**Problem statement:** From the line with "point: dark brown hair" through the final line, transcribe the material below character for character; include no other lines.
____
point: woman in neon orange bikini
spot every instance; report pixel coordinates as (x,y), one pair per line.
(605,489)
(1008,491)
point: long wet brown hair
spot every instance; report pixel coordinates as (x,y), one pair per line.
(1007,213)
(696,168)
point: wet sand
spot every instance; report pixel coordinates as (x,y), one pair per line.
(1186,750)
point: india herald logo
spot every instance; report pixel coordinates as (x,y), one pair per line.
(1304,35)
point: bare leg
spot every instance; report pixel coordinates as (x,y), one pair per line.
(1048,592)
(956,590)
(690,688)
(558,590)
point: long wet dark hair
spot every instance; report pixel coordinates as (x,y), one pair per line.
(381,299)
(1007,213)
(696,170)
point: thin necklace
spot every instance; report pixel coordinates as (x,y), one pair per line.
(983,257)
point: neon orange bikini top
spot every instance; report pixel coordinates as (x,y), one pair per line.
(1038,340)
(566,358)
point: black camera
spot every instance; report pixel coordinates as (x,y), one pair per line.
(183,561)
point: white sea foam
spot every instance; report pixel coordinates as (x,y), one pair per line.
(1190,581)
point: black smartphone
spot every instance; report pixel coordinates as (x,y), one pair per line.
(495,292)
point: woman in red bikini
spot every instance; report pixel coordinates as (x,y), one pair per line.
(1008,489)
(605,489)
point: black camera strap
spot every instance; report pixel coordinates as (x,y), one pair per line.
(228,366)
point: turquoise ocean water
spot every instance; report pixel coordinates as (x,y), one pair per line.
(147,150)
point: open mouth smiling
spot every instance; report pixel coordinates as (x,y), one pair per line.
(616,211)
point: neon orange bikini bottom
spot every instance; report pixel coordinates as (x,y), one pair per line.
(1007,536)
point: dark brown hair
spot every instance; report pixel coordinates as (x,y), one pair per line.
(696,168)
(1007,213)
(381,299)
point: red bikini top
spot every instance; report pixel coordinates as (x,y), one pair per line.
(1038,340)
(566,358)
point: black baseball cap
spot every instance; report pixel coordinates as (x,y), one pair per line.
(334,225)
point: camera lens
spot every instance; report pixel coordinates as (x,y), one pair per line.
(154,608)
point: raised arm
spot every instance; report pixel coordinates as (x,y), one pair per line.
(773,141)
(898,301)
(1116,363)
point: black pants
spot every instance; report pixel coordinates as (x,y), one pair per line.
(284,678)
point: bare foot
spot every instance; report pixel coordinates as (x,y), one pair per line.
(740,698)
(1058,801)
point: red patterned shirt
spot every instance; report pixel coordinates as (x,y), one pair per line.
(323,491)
____
**Answer to this task:**
point: dark brown hair
spot every instance; report pixel coordinates as (x,y), one pair per line.
(696,168)
(1007,213)
(381,299)
point: red bikini top
spot every instance; report pixel coordinates as (x,y), one pair per line.
(1038,340)
(566,358)
point: black baseball cap
spot every instance; report pixel coordinates as (x,y), one pair per line.
(334,225)
point: camera lens
spot every instance; report pixel coordinates as (x,y), one pair per line.
(154,608)
point: raised arm
spot every instance; report pixel coordinates as (x,y), one pair per line.
(773,141)
(898,301)
(1116,363)
point: black pants
spot every instance; report pixel coordinates as (x,y), one pair per line.
(284,678)
point: bare foot
spot every instance; report pixel coordinates as (x,y), one pair per line.
(740,698)
(1058,801)
point: red patterned shirt
spot every instance; report pixel coordinates as (x,y), one pair per line.
(323,491)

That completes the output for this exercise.